Saved entries:
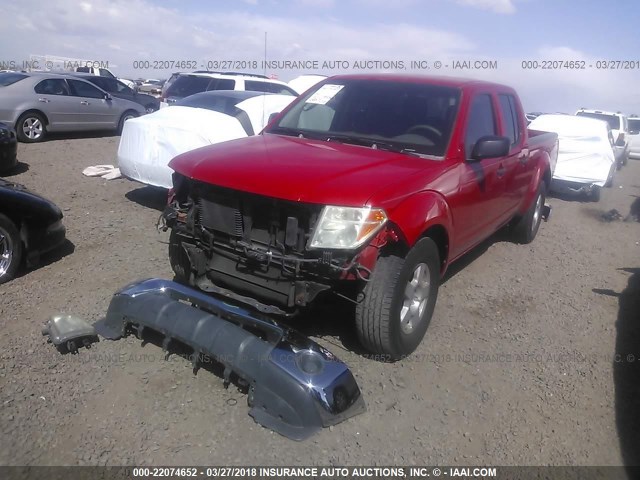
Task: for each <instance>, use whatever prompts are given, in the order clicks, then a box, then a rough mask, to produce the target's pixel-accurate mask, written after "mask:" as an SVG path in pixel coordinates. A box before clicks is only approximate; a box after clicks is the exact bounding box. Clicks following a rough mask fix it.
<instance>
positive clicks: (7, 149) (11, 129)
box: [0, 123, 18, 174]
mask: <svg viewBox="0 0 640 480" xmlns="http://www.w3.org/2000/svg"><path fill="white" fill-rule="evenodd" d="M17 164H18V139H17V138H16V132H15V130H14V129H13V128H11V127H10V126H9V125H5V124H4V123H0V174H2V173H3V172H7V171H9V170H11V169H12V168H14V167H15V166H16V165H17Z"/></svg>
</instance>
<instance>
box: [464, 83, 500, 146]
mask: <svg viewBox="0 0 640 480" xmlns="http://www.w3.org/2000/svg"><path fill="white" fill-rule="evenodd" d="M495 134H496V121H495V114H494V111H493V105H492V102H491V96H490V95H485V94H483V95H477V96H476V97H475V98H474V99H473V100H472V101H471V107H470V109H469V118H468V119H467V131H466V133H465V138H464V149H465V154H466V156H467V158H471V152H473V147H474V145H475V144H476V142H477V141H478V140H479V139H480V138H482V137H484V136H486V135H495Z"/></svg>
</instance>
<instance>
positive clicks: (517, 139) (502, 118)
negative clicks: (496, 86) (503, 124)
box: [498, 95, 520, 145]
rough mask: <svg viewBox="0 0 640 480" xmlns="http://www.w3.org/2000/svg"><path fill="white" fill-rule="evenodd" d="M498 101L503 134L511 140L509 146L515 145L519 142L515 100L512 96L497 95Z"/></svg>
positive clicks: (516, 110) (518, 116) (518, 129)
mask: <svg viewBox="0 0 640 480" xmlns="http://www.w3.org/2000/svg"><path fill="white" fill-rule="evenodd" d="M498 99H499V100H500V113H502V119H503V121H504V128H505V131H504V134H505V135H506V136H507V137H509V140H511V145H515V144H517V143H518V141H519V140H520V127H519V124H518V123H519V122H518V120H519V118H520V117H519V116H518V111H517V109H516V104H515V99H514V98H513V96H512V95H498Z"/></svg>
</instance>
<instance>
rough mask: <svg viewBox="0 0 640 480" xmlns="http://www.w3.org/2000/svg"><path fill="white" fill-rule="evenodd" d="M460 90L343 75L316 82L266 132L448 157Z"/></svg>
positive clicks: (433, 85) (372, 147) (441, 87)
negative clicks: (448, 148)
mask: <svg viewBox="0 0 640 480" xmlns="http://www.w3.org/2000/svg"><path fill="white" fill-rule="evenodd" d="M459 100H460V91H459V90H458V89H456V88H451V87H443V86H437V85H429V84H421V83H408V82H400V81H389V80H384V81H382V80H371V79H339V80H334V81H331V80H329V81H328V82H325V83H324V84H322V85H320V86H318V87H316V88H315V89H313V90H312V91H310V92H309V93H308V94H306V95H305V96H304V97H303V98H301V99H300V100H299V101H297V102H296V103H295V105H294V106H293V107H292V108H291V110H289V111H288V112H287V113H286V114H285V115H284V116H283V117H282V118H281V119H280V121H279V122H278V123H277V124H275V125H273V126H271V127H270V128H269V129H268V130H267V131H266V133H273V134H280V135H295V136H302V137H305V138H314V139H320V140H325V141H336V142H343V143H351V144H355V145H361V146H368V147H371V148H380V149H386V150H397V151H401V152H404V153H415V154H423V155H429V156H436V157H442V156H444V154H445V151H446V149H447V145H448V144H449V139H450V137H451V132H452V130H453V125H454V121H455V117H456V113H457V111H458V105H459Z"/></svg>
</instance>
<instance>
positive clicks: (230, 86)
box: [207, 78, 236, 90]
mask: <svg viewBox="0 0 640 480" xmlns="http://www.w3.org/2000/svg"><path fill="white" fill-rule="evenodd" d="M235 86H236V81H235V80H231V79H229V78H214V79H213V80H212V81H211V83H210V84H209V88H208V89H207V90H234V89H235Z"/></svg>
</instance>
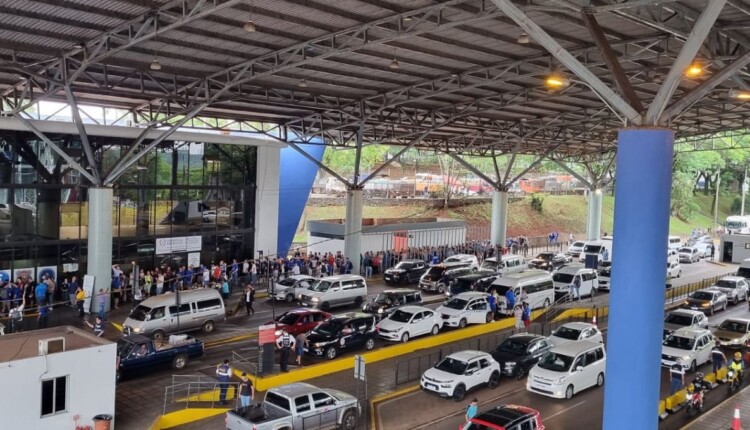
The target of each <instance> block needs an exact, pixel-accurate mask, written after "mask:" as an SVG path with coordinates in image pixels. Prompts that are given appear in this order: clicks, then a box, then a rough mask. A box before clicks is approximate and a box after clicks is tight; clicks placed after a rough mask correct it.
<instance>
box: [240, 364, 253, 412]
mask: <svg viewBox="0 0 750 430" xmlns="http://www.w3.org/2000/svg"><path fill="white" fill-rule="evenodd" d="M253 399H255V387H254V386H253V383H252V381H250V379H248V377H247V373H245V372H242V376H241V381H240V406H242V407H243V408H246V407H248V406H250V403H251V402H252V400H253Z"/></svg>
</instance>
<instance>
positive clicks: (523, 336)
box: [492, 333, 552, 379]
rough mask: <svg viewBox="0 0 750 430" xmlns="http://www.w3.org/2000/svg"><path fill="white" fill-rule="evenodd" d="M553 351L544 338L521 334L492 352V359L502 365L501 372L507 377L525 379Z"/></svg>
mask: <svg viewBox="0 0 750 430" xmlns="http://www.w3.org/2000/svg"><path fill="white" fill-rule="evenodd" d="M550 349H552V344H551V343H550V342H549V340H547V338H546V337H544V336H539V335H537V334H528V333H520V334H514V335H513V336H510V337H508V338H506V339H505V340H504V341H503V342H502V343H501V344H500V345H498V346H497V348H495V350H494V351H492V358H494V359H495V361H497V362H498V363H500V372H502V374H503V375H505V376H515V377H516V378H517V379H523V377H524V375H526V373H527V372H528V371H529V369H531V368H532V367H534V365H535V364H536V363H537V362H539V360H540V359H541V358H542V356H544V354H546V353H547V352H548V351H549V350H550Z"/></svg>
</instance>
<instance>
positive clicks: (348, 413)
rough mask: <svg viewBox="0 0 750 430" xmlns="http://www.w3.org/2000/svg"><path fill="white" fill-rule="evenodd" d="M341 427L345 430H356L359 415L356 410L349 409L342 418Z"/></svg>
mask: <svg viewBox="0 0 750 430" xmlns="http://www.w3.org/2000/svg"><path fill="white" fill-rule="evenodd" d="M341 428H342V429H343V430H354V429H355V428H357V415H355V414H354V411H351V410H348V411H346V413H345V414H344V417H343V418H342V419H341Z"/></svg>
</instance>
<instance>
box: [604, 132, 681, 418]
mask: <svg viewBox="0 0 750 430" xmlns="http://www.w3.org/2000/svg"><path fill="white" fill-rule="evenodd" d="M673 144H674V133H673V132H672V131H671V130H667V129H661V128H629V129H623V130H620V132H619V137H618V145H617V183H616V184H615V224H614V231H613V233H614V237H615V241H614V244H613V246H614V251H613V253H612V255H613V256H615V258H616V259H617V261H616V262H615V263H614V264H617V267H626V268H627V267H631V268H635V270H616V271H615V272H614V274H613V276H612V292H611V293H610V296H611V297H610V300H609V303H610V307H609V323H608V330H609V332H608V333H607V371H606V383H605V384H604V430H619V429H623V428H629V429H630V428H633V429H642V430H656V429H657V428H658V425H659V418H658V409H657V408H658V405H659V381H660V380H661V379H662V378H661V361H660V359H661V341H662V330H663V326H664V324H663V320H664V295H663V294H654V292H655V291H664V264H665V257H664V248H663V247H662V246H646V247H644V246H643V244H644V243H659V244H661V243H666V241H667V235H668V233H669V198H670V191H671V183H672V155H673ZM623 399H628V400H627V407H623ZM624 423H627V425H625V424H624Z"/></svg>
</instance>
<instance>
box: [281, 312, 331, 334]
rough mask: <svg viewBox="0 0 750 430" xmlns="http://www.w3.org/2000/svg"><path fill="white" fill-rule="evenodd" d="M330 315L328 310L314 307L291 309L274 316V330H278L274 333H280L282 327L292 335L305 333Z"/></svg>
mask: <svg viewBox="0 0 750 430" xmlns="http://www.w3.org/2000/svg"><path fill="white" fill-rule="evenodd" d="M330 317H331V314H329V313H328V312H323V311H319V310H316V309H305V308H300V309H293V310H291V311H288V312H284V313H283V314H281V315H279V316H277V317H276V331H277V332H278V333H276V335H277V336H278V335H280V334H281V330H283V329H286V331H287V332H288V333H289V334H291V335H293V336H297V335H298V334H300V333H307V332H308V331H310V330H312V329H314V328H315V326H317V325H318V324H319V323H321V322H323V321H325V320H327V319H328V318H330ZM273 323H274V321H269V322H267V323H266V324H273Z"/></svg>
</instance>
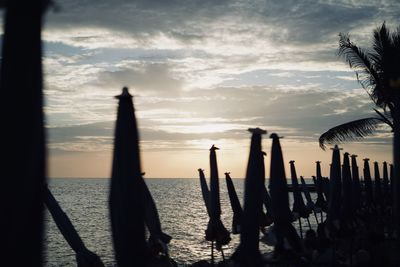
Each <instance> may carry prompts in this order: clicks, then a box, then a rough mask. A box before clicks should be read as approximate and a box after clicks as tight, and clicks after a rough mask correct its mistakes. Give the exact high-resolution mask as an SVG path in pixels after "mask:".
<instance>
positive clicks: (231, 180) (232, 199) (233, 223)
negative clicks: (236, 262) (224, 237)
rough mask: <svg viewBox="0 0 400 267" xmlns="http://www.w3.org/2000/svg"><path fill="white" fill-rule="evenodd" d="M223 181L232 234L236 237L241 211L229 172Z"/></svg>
mask: <svg viewBox="0 0 400 267" xmlns="http://www.w3.org/2000/svg"><path fill="white" fill-rule="evenodd" d="M225 180H226V187H227V188H228V195H229V200H230V203H231V207H232V211H233V219H232V234H234V235H236V234H239V233H240V225H241V219H242V213H243V211H242V206H241V205H240V202H239V198H238V196H237V194H236V190H235V186H234V185H233V182H232V179H231V176H230V173H229V172H226V173H225Z"/></svg>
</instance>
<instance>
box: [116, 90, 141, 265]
mask: <svg viewBox="0 0 400 267" xmlns="http://www.w3.org/2000/svg"><path fill="white" fill-rule="evenodd" d="M117 98H118V99H119V105H118V114H117V122H116V126H115V139H114V155H113V165H112V175H111V188H110V195H109V208H110V220H111V229H112V237H113V244H114V251H115V257H116V260H117V263H118V266H121V267H125V266H126V267H131V266H146V255H147V249H146V240H145V228H144V227H145V226H144V217H145V203H144V202H145V195H144V191H145V189H144V186H143V184H144V183H143V180H142V172H141V169H140V154H139V136H138V130H137V125H136V118H135V112H134V108H133V103H132V96H131V95H130V94H129V92H128V88H126V87H124V88H123V91H122V94H121V95H119V96H117Z"/></svg>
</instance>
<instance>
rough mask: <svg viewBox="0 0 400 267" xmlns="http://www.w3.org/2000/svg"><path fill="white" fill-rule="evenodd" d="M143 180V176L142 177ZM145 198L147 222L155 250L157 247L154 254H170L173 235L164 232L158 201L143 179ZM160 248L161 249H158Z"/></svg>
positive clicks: (147, 226)
mask: <svg viewBox="0 0 400 267" xmlns="http://www.w3.org/2000/svg"><path fill="white" fill-rule="evenodd" d="M142 180H143V178H142ZM143 189H144V198H145V207H146V208H145V212H144V213H145V223H146V225H147V228H148V229H149V232H150V238H149V239H150V240H151V241H152V242H151V243H152V244H154V246H153V250H154V249H156V252H155V253H154V254H156V255H157V254H158V252H162V253H164V254H166V255H167V256H168V248H167V244H168V243H169V242H170V241H171V239H172V237H171V236H170V235H167V234H166V233H164V232H163V231H162V229H161V223H160V217H159V216H158V211H157V207H156V203H155V202H154V199H153V197H152V195H151V193H150V190H149V188H148V187H147V185H146V183H145V181H144V180H143ZM157 248H159V249H157Z"/></svg>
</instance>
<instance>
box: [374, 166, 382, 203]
mask: <svg viewBox="0 0 400 267" xmlns="http://www.w3.org/2000/svg"><path fill="white" fill-rule="evenodd" d="M374 179H375V181H374V186H375V187H374V189H375V195H374V200H375V205H378V206H382V205H383V196H382V183H381V175H380V173H379V165H378V162H377V161H375V162H374Z"/></svg>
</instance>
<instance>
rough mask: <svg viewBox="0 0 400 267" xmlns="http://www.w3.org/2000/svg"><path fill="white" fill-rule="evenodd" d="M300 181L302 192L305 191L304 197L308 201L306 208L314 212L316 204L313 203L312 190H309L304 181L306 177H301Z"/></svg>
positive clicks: (313, 202) (307, 202) (304, 192)
mask: <svg viewBox="0 0 400 267" xmlns="http://www.w3.org/2000/svg"><path fill="white" fill-rule="evenodd" d="M300 181H301V188H302V191H303V193H304V196H305V197H306V200H307V204H306V207H307V209H309V210H310V211H311V210H314V208H315V204H314V202H313V201H312V198H311V194H310V190H308V186H307V184H306V181H305V180H304V177H303V176H300Z"/></svg>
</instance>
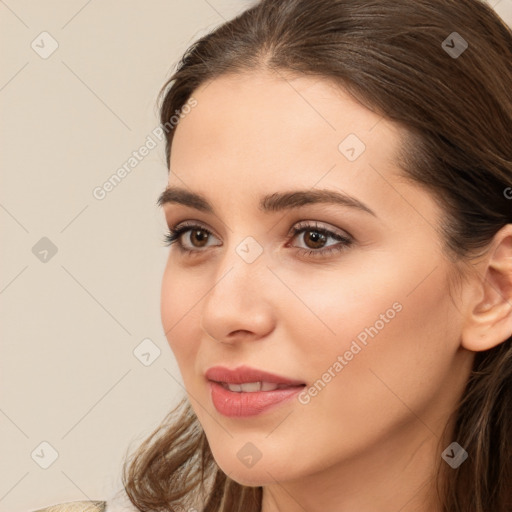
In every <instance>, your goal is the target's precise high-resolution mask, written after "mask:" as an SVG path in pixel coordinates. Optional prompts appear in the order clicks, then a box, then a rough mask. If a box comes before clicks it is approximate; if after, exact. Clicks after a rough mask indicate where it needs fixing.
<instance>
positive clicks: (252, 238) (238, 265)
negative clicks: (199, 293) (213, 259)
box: [209, 235, 268, 307]
mask: <svg viewBox="0 0 512 512" xmlns="http://www.w3.org/2000/svg"><path fill="white" fill-rule="evenodd" d="M233 238H234V237H233ZM266 264H267V258H266V255H265V251H264V248H263V245H262V244H261V243H260V242H258V241H257V240H256V239H255V238H254V237H253V236H251V235H248V236H245V237H243V238H242V239H241V240H240V239H239V240H238V241H234V242H233V243H231V242H230V243H229V246H228V247H227V249H226V250H225V252H224V253H223V254H222V256H221V257H220V263H219V266H218V268H217V272H216V278H215V283H216V284H215V285H214V287H213V289H212V290H211V292H210V294H209V295H210V296H211V297H212V298H215V297H221V296H222V299H223V300H226V301H227V302H232V301H234V300H235V299H236V300H237V302H236V304H240V305H241V306H243V307H245V305H246V302H247V301H246V300H245V299H247V298H249V299H250V298H251V296H254V295H255V294H256V293H258V294H260V295H261V292H262V291H264V286H263V282H262V280H263V275H264V274H265V272H268V269H267V267H266ZM249 302H250V303H253V302H254V301H251V300H249Z"/></svg>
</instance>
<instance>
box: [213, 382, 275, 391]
mask: <svg viewBox="0 0 512 512" xmlns="http://www.w3.org/2000/svg"><path fill="white" fill-rule="evenodd" d="M222 385H223V386H224V387H225V388H226V389H229V390H230V391H234V392H236V393H242V392H243V393H254V392H255V391H273V390H274V389H277V388H278V387H279V384H275V383H273V382H245V383H243V384H228V383H225V382H223V383H222Z"/></svg>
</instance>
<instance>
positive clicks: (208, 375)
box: [205, 365, 305, 386]
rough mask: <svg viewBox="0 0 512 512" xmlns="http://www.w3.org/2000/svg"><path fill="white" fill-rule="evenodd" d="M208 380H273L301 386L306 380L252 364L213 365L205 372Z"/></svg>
mask: <svg viewBox="0 0 512 512" xmlns="http://www.w3.org/2000/svg"><path fill="white" fill-rule="evenodd" d="M205 376H206V378H207V379H208V380H212V381H215V382H225V383H227V384H244V383H246V382H272V383H275V384H287V385H290V386H300V385H303V384H305V382H303V381H300V380H295V379H289V378H287V377H283V376H281V375H276V374H275V373H269V372H265V371H263V370H258V369H256V368H251V367H250V366H244V365H243V366H238V367H237V368H233V369H229V368H226V367H224V366H212V367H211V368H208V370H206V372H205Z"/></svg>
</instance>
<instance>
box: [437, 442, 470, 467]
mask: <svg viewBox="0 0 512 512" xmlns="http://www.w3.org/2000/svg"><path fill="white" fill-rule="evenodd" d="M441 457H442V458H443V459H444V461H445V462H446V463H447V464H448V465H449V466H451V467H452V468H453V469H457V468H458V467H459V466H460V465H461V464H462V463H463V462H464V461H465V460H466V459H467V458H468V452H467V451H466V450H464V448H462V446H461V445H460V444H459V443H457V442H455V441H454V442H453V443H451V444H450V445H449V446H448V448H446V450H444V452H443V453H442V454H441Z"/></svg>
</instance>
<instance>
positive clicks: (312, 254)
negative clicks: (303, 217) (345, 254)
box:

## Task prompt
Tell how many lines of the data above hold the string "high". Give only the number.

## Answer box
2